# [YOUR ASSIGNMENT]
Count the lines below that contain "Target". Give only the number.

Natural-language object grounding data:
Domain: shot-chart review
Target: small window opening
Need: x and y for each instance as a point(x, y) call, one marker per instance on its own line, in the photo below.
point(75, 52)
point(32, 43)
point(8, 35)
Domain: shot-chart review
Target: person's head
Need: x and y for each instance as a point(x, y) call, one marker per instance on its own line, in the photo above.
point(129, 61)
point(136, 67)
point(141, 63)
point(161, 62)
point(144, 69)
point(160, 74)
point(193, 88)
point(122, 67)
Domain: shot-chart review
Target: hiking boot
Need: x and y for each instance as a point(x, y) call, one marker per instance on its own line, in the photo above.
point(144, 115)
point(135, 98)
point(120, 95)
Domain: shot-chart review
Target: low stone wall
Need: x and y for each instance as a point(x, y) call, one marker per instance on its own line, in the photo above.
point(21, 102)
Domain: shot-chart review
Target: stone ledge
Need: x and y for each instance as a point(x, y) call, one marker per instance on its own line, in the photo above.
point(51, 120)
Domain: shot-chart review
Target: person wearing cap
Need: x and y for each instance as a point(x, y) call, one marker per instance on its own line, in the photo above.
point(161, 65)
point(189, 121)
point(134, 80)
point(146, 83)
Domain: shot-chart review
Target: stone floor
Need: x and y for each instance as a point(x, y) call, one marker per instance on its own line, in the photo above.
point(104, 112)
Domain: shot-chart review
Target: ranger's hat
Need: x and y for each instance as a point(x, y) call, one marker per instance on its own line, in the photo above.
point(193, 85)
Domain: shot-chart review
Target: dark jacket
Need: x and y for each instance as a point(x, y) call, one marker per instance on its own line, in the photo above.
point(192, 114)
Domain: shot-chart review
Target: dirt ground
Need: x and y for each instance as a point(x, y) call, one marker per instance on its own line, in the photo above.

# [OUTPUT FOR THIS TASK]
10